Extract>
## Begin
Or maybe the correct term is video game characters. Or cyborgs. Little digital guys on a screen whose moves are controlled by a 12-year-old with a joystick. Whatever the term is, that's what today's pros dream of becoming - the 21st century equivalent of making it to the Wheaties box. All of which would be fine, except for this:
The athletes never stop auditioning.
You'll notice, says Rich Hanley, a football fanatic and head of the journalism and interactive communications program at Quinnipiac University, "The players tend to be very demonstrative, even when they make an innocuous play." This excess exuberance is calculated, Hanley believes, because the players know it sells.
"From college on up, they know exactly how to get on the ESPN highlight shows." They also know that video game makers scour those reels for crazy moves and big personalities to jazz up their games. "So the players are very much scripting themselves," says Hanley. "They know they have to do something outrageous."
That's why you see so much suspiciously telegenic hotdogging these days - players jumping, pumping or grabbing the pom-poms and doing a little dance.
Now maybe that really was spontaneous on Terrell Owens' part back in 2000. But Owens is equally famous for whipping out a Sharpie and signing a football in the end zone. (And then, brilliantly, passing it to his financial adviser. No need to pay him this year!) If that was spontaneous, I'm Joe Namath.
Joe Horn one-upped Owens by faking a cell-phone call after a 2003 touchdown. Obviously, he must have hidden the phone in the goalpost padding before the game. And just two weeks ago, Randy Moss of the Minnesota Vikings fake-mooned the crowd in Green Bay. Sure, he was fined $10,000, but that was money well-spent if his real goal was to ensure a cyber future. "I wouldn't be surprised to see that embedded in next year's video game," says Hanley.
## End
Material>
## Begin
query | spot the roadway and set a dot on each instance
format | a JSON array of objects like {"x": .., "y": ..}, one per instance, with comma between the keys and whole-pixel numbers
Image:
## End
Work to complete>
1. Do these statements agree with the piece on football showboating? Answer yes or no for each, quoting the deciding words of the piece.
(a) Rich Hanley heads the journalism and interactive communications program at Quinnipiac University.
(b) Randy Moss was fined $10,000 for fake-mooning the crowd in Green Bay.
(c) Joe Horn faked a cell-phone call after a touchdown in 2000.
2. From the piece on football showboating, extract the part starting at "That's why you" and ending at "I'm Joe Namath.".

Solutions to the exercise>
1.
(a) Yes: "head of the journalism and interactive communications program at Quinnipiac University"
(b) Yes: "Sure, he was fined $10,000"
(c) No: "faking a cell-phone call after a 2003 touchdown"

2.
That's why you see so much suspiciously telegenic hotdogging these days - players jumping, pumping or grabbing the pom-poms and doing a little dance.
Now maybe that really was spontaneous on Terrell Owens' part back in 2000. But Owens is equally famous for whipping out a Sharpie and signing a football in the end zone. (And then, brilliantly, passing it to his financial adviser. No need to pay him this year!) If that was spontaneous, I'm Joe Namath.